Luc Besson es más francés que le croissant, la baguette o
l’éclair. Sin embargo es el más hollywoodense de los realizadores europeos. A
las pruebas me remito: Azul profundo,
Nikita, El perfecto asesino, El quinto elemento. Aunque le ha dado un toque
de finesse, d’auteur a la estandarizada receta yanqui del cine de acción.
La fuerza del amor (The
lady, en el original) es su segunda biopic (película biográfica) si
consideramos como tal su pochoclerísima Juana
de Arco. Se centra en Aung San Suu Kyi, una líder pacifista birmana que se
opone a una dictatorial Junta Militar. Ya se sabe, en las dictaduras la vida no
vale nada y Suu conserva su pellejo primero por la superstición de un general y
después por la siempre atendible razón de que contra un enemigo vivo se puede
luchar mientras que con un mártir no queda otra que verlo agigantarse. La dama,
que lo es en todo el sentido de la palabra, cuenta con el apoyo incondicional
del marido y padre de sus dos hijos, Michael Aris, un erudito inglés en
cuestiones orientales.
==================================================
**Trabajo solicitado:**
1. Reproduce el pasaje de la reseña sobre La fuerza del amor desde "Luc Besson es" hasta "cine de acción.".
2. Continúa la reseña sobre La fuerza del amor a partir de su última oración.

**Material mostrado:**
==================================================
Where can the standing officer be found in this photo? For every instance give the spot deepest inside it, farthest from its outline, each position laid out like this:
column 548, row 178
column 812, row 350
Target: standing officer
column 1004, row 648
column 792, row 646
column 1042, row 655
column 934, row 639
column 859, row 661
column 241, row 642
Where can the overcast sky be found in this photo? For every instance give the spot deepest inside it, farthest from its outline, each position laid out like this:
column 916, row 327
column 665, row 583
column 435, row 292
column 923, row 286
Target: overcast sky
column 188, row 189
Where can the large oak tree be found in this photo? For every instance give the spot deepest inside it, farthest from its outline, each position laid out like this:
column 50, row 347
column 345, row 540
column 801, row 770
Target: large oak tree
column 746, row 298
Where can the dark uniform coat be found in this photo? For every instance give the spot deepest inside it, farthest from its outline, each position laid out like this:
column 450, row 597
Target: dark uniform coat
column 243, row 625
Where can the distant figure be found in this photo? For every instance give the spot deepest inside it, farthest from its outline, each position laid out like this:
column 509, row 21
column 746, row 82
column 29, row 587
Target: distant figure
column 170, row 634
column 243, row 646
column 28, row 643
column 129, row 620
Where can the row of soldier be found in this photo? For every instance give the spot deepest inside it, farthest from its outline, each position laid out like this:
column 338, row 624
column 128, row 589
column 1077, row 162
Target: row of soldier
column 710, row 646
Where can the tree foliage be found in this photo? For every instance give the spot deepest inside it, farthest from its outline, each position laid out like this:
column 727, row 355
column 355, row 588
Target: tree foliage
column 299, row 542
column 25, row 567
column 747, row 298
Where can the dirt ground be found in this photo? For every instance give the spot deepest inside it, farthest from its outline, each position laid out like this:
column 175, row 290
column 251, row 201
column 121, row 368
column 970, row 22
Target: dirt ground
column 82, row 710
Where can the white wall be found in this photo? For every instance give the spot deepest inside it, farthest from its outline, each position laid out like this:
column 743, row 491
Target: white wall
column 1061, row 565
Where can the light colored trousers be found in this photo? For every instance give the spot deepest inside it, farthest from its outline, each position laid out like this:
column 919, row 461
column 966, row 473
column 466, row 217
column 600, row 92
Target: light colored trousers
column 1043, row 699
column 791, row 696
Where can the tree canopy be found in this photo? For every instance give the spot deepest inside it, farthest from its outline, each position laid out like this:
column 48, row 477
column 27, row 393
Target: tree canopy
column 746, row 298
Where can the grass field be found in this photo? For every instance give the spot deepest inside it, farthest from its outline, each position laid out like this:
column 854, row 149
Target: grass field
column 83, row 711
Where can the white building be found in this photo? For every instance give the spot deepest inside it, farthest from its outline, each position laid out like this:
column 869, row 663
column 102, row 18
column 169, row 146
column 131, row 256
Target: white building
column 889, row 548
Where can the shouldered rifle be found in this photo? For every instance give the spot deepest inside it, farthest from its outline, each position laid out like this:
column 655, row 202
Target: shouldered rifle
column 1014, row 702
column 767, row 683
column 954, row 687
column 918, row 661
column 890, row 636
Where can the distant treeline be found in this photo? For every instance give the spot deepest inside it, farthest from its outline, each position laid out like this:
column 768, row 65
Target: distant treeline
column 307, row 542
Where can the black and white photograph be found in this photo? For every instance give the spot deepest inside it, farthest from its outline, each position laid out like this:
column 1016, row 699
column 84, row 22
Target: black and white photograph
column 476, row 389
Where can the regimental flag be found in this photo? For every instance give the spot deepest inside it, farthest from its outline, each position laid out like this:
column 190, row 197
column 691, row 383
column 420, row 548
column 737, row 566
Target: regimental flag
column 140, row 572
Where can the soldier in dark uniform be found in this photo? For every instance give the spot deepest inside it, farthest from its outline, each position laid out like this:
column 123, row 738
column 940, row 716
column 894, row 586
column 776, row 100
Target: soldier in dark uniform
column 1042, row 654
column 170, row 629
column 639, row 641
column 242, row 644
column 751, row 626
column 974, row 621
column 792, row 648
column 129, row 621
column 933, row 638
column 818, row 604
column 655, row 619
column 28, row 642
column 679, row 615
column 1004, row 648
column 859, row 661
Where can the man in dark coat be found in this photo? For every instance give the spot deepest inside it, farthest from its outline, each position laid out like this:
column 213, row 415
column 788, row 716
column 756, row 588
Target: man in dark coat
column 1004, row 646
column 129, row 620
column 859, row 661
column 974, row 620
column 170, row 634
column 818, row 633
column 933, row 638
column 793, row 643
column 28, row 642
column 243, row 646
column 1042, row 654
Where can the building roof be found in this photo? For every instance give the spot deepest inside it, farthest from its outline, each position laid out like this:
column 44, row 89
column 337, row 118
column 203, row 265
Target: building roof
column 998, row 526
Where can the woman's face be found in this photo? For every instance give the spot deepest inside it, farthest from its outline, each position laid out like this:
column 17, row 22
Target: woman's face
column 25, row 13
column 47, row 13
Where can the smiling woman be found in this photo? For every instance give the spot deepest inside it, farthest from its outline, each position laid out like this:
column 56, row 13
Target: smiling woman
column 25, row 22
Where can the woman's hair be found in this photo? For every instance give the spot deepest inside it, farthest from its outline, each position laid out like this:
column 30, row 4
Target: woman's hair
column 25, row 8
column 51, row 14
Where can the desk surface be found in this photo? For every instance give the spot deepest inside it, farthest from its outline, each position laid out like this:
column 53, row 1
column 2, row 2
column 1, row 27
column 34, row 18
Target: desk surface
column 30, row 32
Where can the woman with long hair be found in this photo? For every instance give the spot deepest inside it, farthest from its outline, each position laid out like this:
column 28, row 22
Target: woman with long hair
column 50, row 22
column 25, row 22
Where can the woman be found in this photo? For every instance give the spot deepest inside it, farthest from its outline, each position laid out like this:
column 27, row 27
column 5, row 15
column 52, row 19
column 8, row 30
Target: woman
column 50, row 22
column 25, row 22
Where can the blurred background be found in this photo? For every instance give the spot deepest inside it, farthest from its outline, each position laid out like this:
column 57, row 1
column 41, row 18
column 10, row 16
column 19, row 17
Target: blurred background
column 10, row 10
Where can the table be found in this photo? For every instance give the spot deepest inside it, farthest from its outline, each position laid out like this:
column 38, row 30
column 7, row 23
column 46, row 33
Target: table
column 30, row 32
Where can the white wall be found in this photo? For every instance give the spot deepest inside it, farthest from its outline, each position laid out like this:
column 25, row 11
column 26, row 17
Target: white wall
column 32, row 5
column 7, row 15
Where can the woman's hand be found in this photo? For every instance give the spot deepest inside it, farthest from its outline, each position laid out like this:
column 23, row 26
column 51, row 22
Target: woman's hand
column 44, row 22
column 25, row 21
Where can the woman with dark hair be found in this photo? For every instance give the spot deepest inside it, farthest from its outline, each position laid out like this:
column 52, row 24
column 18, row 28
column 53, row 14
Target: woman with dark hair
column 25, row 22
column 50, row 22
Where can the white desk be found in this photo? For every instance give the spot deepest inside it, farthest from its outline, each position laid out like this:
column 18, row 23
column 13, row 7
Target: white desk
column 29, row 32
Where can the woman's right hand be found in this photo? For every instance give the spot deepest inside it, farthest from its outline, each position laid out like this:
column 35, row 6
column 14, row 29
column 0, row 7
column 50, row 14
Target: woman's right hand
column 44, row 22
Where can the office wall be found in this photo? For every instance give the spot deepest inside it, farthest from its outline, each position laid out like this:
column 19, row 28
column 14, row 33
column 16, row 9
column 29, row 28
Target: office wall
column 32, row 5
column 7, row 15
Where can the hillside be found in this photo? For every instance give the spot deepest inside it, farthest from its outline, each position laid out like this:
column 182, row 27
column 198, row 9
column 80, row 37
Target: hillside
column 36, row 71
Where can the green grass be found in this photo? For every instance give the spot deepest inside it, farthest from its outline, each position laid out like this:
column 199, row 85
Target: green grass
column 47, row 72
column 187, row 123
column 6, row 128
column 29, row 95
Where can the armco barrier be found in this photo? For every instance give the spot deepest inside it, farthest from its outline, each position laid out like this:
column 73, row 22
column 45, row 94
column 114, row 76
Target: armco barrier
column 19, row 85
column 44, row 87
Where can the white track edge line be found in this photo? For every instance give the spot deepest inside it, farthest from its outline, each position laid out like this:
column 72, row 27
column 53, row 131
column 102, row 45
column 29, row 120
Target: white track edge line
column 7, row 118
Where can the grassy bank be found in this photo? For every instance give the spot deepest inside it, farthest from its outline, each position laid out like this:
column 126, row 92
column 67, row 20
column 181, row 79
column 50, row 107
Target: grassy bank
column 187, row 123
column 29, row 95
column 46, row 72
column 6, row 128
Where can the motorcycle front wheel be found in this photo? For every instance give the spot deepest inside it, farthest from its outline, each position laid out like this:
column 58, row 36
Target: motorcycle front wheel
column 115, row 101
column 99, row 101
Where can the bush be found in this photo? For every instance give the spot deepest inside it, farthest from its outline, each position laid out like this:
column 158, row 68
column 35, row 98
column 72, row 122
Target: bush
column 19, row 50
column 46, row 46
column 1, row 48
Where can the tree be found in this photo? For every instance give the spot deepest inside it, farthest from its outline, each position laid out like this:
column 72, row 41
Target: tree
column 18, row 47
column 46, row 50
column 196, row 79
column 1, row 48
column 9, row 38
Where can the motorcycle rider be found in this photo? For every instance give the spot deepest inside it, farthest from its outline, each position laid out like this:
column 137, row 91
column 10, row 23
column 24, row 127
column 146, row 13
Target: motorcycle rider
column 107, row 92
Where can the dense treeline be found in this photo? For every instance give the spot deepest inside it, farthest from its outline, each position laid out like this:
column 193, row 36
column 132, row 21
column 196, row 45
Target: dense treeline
==================================================
**Lista de respuestas:**
1.
Luc Besson es más francés que le croissant, la baguette o
l’éclair. Sin embargo es el más hollywoodense de los realizadores europeos. A
las pruebas me remito: Azul profundo,
Nikita, El perfecto asesino, El quinto elemento. Aunque le ha dado un toque
de finesse, d’auteur a la estandarizada receta yanqui del cine de acción.

2.
The lady comete todos los pecados veniales y
mortales de una biopic. Idolatra a su protagonista, simplifica lineamientos
políticos que se intuyen más complejos y banaliza dilemas éticos
inconmensurables. Con buen criterio Besson muestra cuidado y reserva en el
registro de las atrocidades de una dictadura, lo que resulta paradójico en
alguien que no tuvo restricciones en pergeñar sadismos varios en producciones
anteriores. Pero claro aquello era ficción pura y esto realidad amarga: la
crueldad de los dictadores supera la imaginación descabellada de cualquier
autor. De todos modos el peor pecado del film, la santificación de su
protagonista (de la que se ríen en un tierno diálogo) es absuelto por la
franqueza que exhibe. Es una película militante, el problema sigue sin
resolverse, Birmania continúa bajo una dictadura y se dice por ahí: Ustedes que
tienen libertad ayúdennos a obtener la nuestra. La señora ganó en 1991 el
otrora significativo Premio Nobel de la Paz, devaluadísimo ahora desde que se
lo dieron a ¡Obama!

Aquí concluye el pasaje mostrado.